DATA FOR THE TASK:
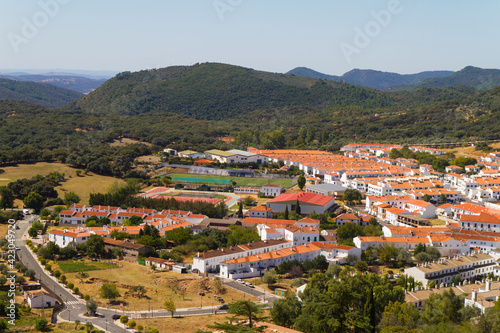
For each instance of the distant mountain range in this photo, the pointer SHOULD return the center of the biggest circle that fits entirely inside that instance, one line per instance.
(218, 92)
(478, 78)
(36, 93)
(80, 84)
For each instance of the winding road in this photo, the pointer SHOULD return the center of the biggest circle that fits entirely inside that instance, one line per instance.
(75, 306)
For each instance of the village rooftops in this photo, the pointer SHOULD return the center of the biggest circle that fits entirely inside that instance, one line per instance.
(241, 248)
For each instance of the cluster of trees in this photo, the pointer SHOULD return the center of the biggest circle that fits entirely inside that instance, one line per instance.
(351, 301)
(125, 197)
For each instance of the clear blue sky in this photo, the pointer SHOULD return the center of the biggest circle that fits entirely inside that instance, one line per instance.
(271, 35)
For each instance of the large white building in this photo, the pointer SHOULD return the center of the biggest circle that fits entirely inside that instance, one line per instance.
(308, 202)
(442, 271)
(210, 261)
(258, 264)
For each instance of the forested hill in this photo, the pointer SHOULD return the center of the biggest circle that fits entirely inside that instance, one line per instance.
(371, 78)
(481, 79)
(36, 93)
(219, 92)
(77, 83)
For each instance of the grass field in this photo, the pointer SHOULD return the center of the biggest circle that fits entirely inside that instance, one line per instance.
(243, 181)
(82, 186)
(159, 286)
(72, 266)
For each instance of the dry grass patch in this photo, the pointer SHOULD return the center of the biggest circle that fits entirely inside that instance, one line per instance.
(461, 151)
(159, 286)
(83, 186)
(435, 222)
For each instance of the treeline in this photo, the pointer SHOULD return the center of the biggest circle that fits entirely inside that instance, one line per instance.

PROBLEM: What is needed is an exact copy of the lines from the one containing "For each instance of the dry" through the last line of the records above, both included.

ANSWER FOR THE TASK:
For each instance of the dry grass patch in this photo, the pointer SHOULD return the center of the biggest circle that fits entirely inside that instance, one line per instance.
(461, 151)
(159, 286)
(83, 186)
(435, 222)
For each instance of the treeline in this photo, the pointer SHOULD return the center of the biggest circle that fits entirely inside that instance, one line per instance.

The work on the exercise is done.